Find the line containing "The component shall indicate each instance of the black window", then output it and every line after it through the end of the listing below, exactly as written.
......
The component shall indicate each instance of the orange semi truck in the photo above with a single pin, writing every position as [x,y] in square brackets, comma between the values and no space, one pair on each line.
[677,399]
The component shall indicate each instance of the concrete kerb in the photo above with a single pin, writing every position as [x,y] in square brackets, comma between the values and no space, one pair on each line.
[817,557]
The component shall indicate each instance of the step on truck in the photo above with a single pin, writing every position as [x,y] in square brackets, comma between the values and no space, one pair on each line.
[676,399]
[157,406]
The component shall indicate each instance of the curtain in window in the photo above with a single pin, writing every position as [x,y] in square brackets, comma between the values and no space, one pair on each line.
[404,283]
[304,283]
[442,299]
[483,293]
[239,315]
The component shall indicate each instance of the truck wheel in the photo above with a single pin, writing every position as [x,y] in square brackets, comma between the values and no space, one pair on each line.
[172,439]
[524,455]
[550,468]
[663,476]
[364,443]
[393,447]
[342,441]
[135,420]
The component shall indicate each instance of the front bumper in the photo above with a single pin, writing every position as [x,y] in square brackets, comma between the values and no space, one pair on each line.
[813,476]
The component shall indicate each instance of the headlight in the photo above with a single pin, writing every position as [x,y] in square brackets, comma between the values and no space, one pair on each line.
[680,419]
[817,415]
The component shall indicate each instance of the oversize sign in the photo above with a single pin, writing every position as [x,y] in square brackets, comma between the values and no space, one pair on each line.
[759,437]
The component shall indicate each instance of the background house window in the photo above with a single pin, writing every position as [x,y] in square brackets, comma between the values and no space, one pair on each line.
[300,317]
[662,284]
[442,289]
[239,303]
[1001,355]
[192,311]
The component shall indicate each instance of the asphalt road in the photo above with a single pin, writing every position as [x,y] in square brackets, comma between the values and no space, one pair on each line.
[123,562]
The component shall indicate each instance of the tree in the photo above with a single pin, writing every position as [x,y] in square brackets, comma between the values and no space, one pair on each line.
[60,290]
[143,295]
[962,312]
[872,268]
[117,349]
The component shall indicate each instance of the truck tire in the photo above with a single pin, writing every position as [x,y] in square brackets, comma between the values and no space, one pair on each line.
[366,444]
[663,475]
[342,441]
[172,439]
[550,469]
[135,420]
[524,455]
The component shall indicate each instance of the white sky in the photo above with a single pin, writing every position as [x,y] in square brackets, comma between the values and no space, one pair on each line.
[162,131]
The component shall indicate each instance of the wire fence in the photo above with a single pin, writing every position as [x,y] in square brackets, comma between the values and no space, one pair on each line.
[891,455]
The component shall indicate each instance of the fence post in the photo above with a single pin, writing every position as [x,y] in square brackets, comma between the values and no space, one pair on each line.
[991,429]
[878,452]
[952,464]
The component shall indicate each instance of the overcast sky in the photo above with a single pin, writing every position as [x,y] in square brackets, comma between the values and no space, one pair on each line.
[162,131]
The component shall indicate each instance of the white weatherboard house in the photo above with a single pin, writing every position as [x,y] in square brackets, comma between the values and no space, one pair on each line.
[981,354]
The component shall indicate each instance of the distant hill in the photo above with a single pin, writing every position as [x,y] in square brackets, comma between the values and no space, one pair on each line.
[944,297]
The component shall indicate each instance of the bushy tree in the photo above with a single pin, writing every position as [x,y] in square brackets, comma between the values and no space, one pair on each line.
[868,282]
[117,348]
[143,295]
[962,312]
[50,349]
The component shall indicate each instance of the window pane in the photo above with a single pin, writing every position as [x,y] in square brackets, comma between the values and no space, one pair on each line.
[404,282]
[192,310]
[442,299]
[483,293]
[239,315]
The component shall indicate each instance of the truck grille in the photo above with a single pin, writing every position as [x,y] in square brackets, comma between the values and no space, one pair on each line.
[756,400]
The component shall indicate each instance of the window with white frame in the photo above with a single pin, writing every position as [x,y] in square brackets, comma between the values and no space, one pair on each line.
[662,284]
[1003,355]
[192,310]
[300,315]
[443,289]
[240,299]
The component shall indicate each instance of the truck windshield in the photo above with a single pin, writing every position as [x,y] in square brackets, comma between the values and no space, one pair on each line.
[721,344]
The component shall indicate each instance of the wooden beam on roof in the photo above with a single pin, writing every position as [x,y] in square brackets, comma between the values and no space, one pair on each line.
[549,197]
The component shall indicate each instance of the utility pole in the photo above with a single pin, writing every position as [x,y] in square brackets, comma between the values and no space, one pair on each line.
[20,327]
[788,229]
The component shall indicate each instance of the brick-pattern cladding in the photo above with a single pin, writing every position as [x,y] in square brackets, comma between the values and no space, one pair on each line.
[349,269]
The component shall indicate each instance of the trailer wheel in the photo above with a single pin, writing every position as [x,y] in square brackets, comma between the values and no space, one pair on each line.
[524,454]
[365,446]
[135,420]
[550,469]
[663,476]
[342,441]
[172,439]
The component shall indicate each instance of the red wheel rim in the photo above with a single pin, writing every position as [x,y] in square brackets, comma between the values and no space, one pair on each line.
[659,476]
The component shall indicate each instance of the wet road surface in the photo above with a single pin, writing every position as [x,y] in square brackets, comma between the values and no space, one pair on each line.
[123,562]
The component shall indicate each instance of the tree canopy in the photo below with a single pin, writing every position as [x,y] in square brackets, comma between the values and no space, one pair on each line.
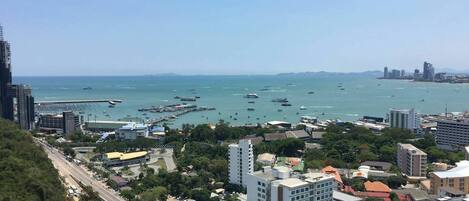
[25,171]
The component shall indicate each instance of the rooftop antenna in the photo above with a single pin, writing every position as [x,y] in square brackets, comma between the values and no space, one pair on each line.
[446,110]
[1,33]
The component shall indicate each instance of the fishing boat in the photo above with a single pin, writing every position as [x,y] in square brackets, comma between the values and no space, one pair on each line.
[251,95]
[280,100]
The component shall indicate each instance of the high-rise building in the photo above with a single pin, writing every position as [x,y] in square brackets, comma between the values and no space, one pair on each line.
[278,184]
[411,160]
[9,92]
[24,105]
[241,162]
[395,74]
[428,71]
[404,118]
[386,72]
[71,123]
[6,102]
[452,135]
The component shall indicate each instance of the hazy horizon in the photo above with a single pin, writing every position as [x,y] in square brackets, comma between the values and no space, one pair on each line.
[115,38]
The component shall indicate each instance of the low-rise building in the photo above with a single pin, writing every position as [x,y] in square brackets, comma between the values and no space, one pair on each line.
[122,159]
[132,131]
[278,184]
[376,186]
[454,180]
[105,126]
[266,159]
[298,134]
[269,137]
[378,165]
[121,182]
[411,160]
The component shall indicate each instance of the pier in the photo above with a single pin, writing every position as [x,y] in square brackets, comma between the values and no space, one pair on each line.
[110,101]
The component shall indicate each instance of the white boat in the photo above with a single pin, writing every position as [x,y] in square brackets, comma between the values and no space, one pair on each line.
[251,95]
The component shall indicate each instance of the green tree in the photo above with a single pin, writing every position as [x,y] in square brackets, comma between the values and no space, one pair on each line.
[26,173]
[68,151]
[128,194]
[159,193]
[395,181]
[89,195]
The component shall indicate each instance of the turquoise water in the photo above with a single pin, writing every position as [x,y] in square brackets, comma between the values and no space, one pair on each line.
[362,96]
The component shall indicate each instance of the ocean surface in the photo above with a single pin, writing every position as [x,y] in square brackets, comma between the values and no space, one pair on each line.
[361,95]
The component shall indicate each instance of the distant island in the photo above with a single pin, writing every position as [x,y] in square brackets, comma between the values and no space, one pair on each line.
[428,75]
[325,73]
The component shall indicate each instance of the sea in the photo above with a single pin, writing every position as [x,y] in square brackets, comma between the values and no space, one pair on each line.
[346,97]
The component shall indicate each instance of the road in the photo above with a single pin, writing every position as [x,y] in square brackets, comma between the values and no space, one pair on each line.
[67,168]
[168,159]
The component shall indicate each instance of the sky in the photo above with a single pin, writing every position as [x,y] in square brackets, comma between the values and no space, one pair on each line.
[127,37]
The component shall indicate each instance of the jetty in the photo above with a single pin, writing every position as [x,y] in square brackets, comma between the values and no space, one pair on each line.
[58,102]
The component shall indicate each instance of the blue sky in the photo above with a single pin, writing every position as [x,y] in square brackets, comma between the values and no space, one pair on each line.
[126,37]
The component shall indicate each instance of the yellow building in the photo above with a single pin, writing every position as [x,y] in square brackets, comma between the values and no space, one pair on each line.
[120,159]
[453,181]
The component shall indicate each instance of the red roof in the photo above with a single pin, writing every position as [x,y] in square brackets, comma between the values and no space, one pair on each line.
[331,170]
[376,186]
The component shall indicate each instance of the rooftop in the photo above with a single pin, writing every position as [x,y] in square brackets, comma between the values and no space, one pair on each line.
[134,126]
[461,170]
[125,156]
[297,134]
[412,148]
[331,170]
[376,186]
[266,157]
[275,136]
[337,195]
[382,165]
[292,182]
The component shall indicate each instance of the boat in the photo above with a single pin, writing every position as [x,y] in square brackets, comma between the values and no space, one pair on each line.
[251,95]
[280,100]
[188,99]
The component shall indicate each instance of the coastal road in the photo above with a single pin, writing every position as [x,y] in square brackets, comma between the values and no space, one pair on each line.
[67,168]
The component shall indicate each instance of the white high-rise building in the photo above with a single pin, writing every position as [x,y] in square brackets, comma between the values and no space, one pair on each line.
[278,184]
[452,135]
[404,118]
[241,162]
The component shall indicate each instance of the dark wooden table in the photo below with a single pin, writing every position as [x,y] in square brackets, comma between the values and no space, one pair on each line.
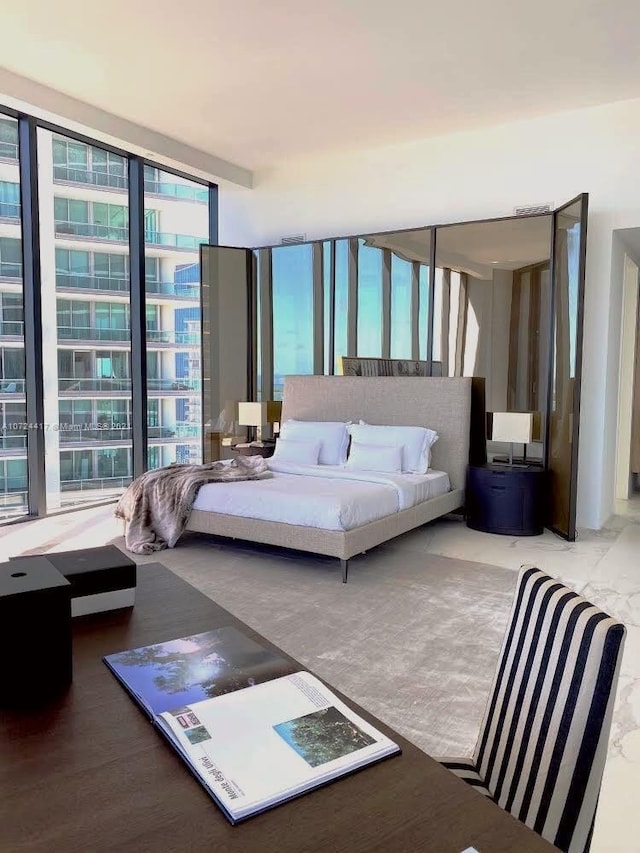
[89,773]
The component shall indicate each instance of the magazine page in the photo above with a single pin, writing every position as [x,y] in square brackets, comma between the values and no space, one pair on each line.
[257,747]
[189,669]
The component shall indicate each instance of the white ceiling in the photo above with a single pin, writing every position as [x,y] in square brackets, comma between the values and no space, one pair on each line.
[257,82]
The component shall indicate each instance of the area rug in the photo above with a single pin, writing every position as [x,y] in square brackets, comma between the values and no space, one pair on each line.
[413,637]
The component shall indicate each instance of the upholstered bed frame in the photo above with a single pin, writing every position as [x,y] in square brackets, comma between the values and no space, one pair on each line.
[439,403]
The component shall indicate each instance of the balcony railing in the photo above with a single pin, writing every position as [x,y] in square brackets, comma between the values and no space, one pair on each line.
[71,384]
[154,336]
[91,333]
[99,484]
[73,433]
[10,270]
[172,288]
[12,327]
[121,285]
[74,175]
[87,229]
[12,386]
[157,336]
[174,241]
[121,234]
[9,150]
[13,441]
[9,210]
[183,192]
[92,282]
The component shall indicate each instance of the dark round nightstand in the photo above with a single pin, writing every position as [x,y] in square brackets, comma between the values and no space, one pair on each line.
[506,499]
[265,450]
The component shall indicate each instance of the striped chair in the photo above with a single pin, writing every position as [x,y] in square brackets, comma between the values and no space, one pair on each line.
[543,741]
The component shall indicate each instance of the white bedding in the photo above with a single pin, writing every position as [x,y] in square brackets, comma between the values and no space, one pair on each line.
[325,496]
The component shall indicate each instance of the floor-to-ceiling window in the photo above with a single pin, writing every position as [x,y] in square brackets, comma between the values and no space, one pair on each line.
[176,222]
[370,265]
[84,255]
[75,264]
[292,283]
[13,416]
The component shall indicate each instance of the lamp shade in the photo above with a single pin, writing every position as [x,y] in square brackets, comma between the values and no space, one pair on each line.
[514,427]
[259,414]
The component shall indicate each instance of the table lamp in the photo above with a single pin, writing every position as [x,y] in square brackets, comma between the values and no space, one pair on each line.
[513,428]
[259,415]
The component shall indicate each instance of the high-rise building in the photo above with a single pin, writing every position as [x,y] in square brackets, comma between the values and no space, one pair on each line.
[86,337]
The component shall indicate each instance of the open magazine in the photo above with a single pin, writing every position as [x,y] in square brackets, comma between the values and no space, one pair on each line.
[253,729]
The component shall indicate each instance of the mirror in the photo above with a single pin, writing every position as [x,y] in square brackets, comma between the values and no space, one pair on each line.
[569,249]
[492,311]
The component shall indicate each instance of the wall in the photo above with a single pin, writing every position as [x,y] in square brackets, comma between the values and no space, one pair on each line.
[475,176]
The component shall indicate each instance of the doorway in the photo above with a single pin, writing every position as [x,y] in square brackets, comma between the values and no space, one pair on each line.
[628,435]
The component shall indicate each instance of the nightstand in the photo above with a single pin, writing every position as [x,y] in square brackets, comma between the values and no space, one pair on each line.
[265,450]
[506,499]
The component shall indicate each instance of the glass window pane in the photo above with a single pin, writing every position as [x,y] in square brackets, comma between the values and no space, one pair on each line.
[401,277]
[87,352]
[292,273]
[327,278]
[369,301]
[13,436]
[342,301]
[177,220]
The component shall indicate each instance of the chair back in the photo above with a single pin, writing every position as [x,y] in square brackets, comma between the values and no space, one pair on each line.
[543,740]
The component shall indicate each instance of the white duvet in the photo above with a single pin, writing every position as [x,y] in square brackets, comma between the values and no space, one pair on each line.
[330,497]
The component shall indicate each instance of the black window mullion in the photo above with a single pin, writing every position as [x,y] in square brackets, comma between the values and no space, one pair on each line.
[27,137]
[138,316]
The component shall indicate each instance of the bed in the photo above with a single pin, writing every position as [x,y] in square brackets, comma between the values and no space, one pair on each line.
[442,404]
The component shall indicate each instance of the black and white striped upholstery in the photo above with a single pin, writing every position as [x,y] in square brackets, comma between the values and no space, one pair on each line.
[543,740]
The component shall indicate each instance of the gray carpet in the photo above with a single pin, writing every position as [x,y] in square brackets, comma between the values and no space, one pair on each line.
[413,637]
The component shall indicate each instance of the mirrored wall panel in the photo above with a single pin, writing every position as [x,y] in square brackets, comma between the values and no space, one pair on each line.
[492,310]
[227,363]
[13,410]
[564,398]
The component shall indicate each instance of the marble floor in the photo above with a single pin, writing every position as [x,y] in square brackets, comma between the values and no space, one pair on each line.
[602,565]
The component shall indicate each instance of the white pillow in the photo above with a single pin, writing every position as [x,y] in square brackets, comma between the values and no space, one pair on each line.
[332,435]
[375,457]
[300,452]
[416,442]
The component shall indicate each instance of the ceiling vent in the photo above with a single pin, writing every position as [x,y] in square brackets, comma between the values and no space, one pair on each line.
[532,210]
......
Problem solution ::
The component shall indicate each instance of the black window mullion in the photo above with a single pin, writing every position as [x,y] in square brackets, comma between the values and no space, one pair on each line.
[27,137]
[138,316]
The component shall indicate each instance of the bed in the photo above with a single pin, writing every position as [x,y] in square brackets, comma between the values and no space, one pair on each line.
[442,404]
The component shall indicate each instance of the black and white striped upholstery in the photo above with a single pin, writing every position as [x,y] in square brackets, comma between the values and no space, one pair on each line.
[543,740]
The component shall indicate each instance of the gray carpet in the photo above with a single pin, writing every position as [x,y] in square brackets, comma between the values and no space, one pair on each line.
[413,637]
The component shall indicate each instance of the mirrored wall panel in the photo above with a single pin, writing every position as [x,y] in square brackets, comma between the values and no space, one pair on each line.
[492,310]
[227,363]
[13,410]
[564,398]
The component shall indicate each instance of the marble floor in the photo above with a single pin, writing every position as [x,y] in square brackets, comma between the values and no space, one pair on each line.
[602,565]
The component shall indicate each instance of the white pillow in the photo above with a single pin, writing every position as [x,y] in square brackets, comma between the values and no space, one pair on each line.
[332,435]
[375,457]
[300,452]
[416,442]
The component shall indicate each instance of the ceiling vent in the photo above with a single pin, writing every position as [x,y] in square brackets, comma between the values and no space, one pair on each line.
[532,210]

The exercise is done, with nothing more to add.